THE PROBLEM — Copy each row below word for word, leaving out the pictures.
## start DATASET RECORDS
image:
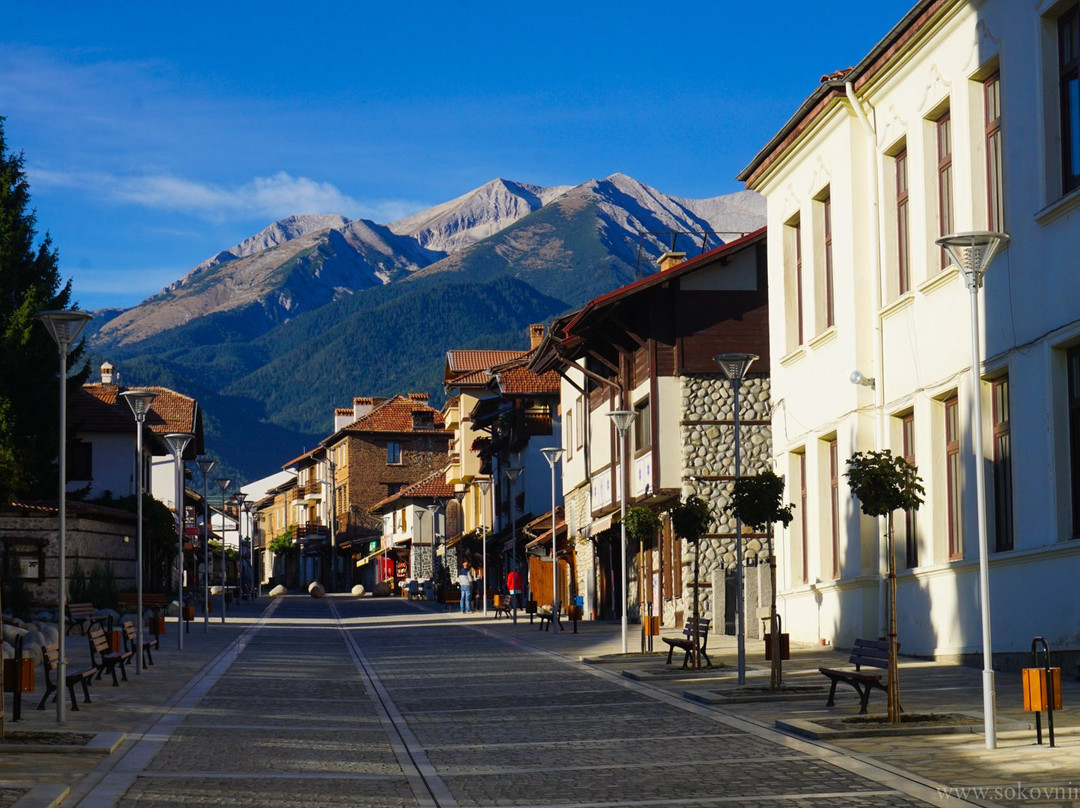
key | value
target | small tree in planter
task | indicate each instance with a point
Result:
(885, 483)
(642, 524)
(690, 519)
(757, 500)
## end DATASET RECORDS
ANSWER TO THE PROBLEM —
image:
key | value
target | small tree in planter
task | indicate each instance with a point
Result:
(885, 483)
(642, 524)
(690, 519)
(757, 500)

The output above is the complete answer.